▸ **Work required**
Write a continuation of the blog post about a small .NET team's first one-week Agile iteration, starting right after its final sentence.

▸ **Provided passage**
--*--

Mine Eyes Have Seen the Glory? (Or, Popping the Agile Cherry)

August 21, 2008

One week ago today a small rag tag team of grizzled,  war-weary .NET programmers huddled before a filthy white board clutching a copy of The Art of Agile Developmentimage  and a stack of dog eared, grease streaked story cards. An un-built, un-specified software system stretched out endlessly before them like a hole in the fabric of time, a  yawning chasm of unknown depth, and on the other side awaited another unspecified, un-built system, and on the other side of that yet another, and another, and another…

Man, I should have been a novelist. I really missed the boat with this programming gig. Anyway, today marks the end of our small team’s bold foray into Agile development, a one week long XP iteration that took us from a blank Visual Studio 2008 solution to an end-to-end Walking Skeleton of our fledgling system complete with a Domain Model, a fully configured infrastructure incorporating an ORM and an IoC, a living service layer exposing a REST API via WCF  which powers an ASP.NET MVC front end utilizing a custom implementation of the ASP.NET Membership Provider to authenticate users against the API rather than a database local to the MVC app. We didn’t have a whiteboard set up in the team room yet, so story cards migrated from one side of the wall to the other, courtesy of the miraculous substance that is scotch tape. Not all of the task cards made the journey, but 90% of them did, and all of the cards directly related to the operation of the walking skeleton were among the survivors. Tomorrow morning we’ll have our retrospective and plan the next iteration.

--*--

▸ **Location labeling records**

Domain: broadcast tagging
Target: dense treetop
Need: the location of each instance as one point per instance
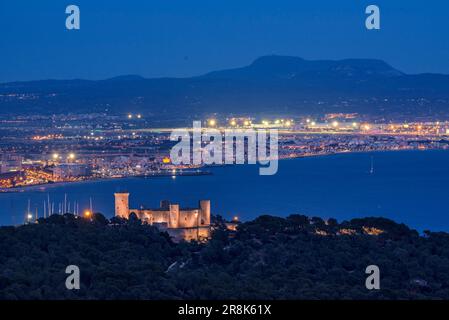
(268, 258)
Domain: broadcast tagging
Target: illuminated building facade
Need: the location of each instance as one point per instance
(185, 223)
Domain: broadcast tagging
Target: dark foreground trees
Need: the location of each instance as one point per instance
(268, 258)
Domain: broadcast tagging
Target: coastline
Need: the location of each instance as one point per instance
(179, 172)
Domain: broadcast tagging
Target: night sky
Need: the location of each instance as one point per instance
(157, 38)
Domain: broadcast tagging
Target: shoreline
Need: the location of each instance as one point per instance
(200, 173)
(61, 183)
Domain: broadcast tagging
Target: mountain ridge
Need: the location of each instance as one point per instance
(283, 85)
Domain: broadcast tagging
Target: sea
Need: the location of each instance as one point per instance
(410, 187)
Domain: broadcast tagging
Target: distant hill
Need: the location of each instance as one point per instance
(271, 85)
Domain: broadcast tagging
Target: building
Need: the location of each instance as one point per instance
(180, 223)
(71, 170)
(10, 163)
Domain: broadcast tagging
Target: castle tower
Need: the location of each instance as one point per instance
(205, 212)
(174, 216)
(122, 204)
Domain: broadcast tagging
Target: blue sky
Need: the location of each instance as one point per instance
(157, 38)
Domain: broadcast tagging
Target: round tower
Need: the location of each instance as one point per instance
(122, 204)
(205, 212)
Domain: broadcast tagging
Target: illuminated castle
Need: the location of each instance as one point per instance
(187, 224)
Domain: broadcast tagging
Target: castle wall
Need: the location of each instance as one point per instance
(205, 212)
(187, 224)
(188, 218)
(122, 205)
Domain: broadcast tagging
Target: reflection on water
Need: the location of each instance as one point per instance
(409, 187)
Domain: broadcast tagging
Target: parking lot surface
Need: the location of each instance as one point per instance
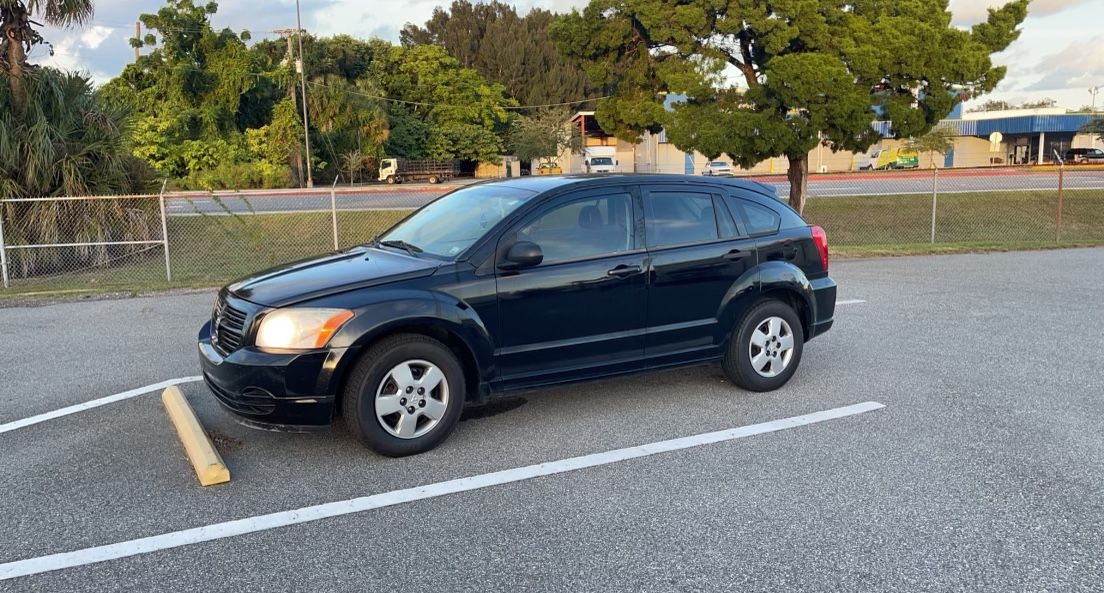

--*--

▸ **Result below**
The verdict? It was pretty amazing, actually. Our team had made a few false starts in the past, attempting to “ease into Agile”, without much success. This time though we decided to go for the gusto, Pair Programming, TDD and all, and while we probably didn’t follow every XP practice down to the last detail, we did a pretty good job of sticking to the program, and I am here to say that it doesn’t take much acclamation time before the benefits of those techniques make themselves felt. Pair Programming in particular I have always viewed with a skeptical eye. My perception of Pair Programming has historically been a lot like my feelings about most reports of paranormal activity: I am willing to acknowledge the logical possibility that they are valid, but deep down I am pretty sure they are full of the old brown and stinky. Well, no more! Our productivity, despite working with technologies and tools none of us have used before in a production environment for each and every tier of the system, was outstanding.

Pair Programming is one of those things that I don’t think can be truly comprehended by reading about it or talking about it, you have to do it to understand how it focuses your attention and keeps you “in the zone” in a way that is almost impossible to achieve by yourself, especially in today’s environment of the social web, with twitter and e-mail and RSS feeds poking at your attention span all day long. The usual distractions lose almost all of their power when you’re collaborating with another person. For that same reason pair programming was a little exhausting the first couple of days; I wasn’t used to that kind of directed effort for extended periods of time.

In any case, my fears of pair programming halving the productivity of the team are fully vanquished. And the benefits don’t stop at increased focus, either – the knowledge sharing and cooperative learning is also priceless. And here’s another amazing effect that you’d never guess at – you have to see it for yourself: because we were programming in pairs, we were discussing everything we were doing out loud with our partner, externalizing the design thought process and keeping everyone dialed in to the same frequency, allowing us to correct overheard misunderstandings and clarify design decisions across pairs in real time, as the design was taking place, something that was not possible when the design activity was a silent thought process trapped inside each individual programmers brain. It may sound like a little thing, but those miniature misunderstandings and misaligned design decisions end up being big integration woes down the line.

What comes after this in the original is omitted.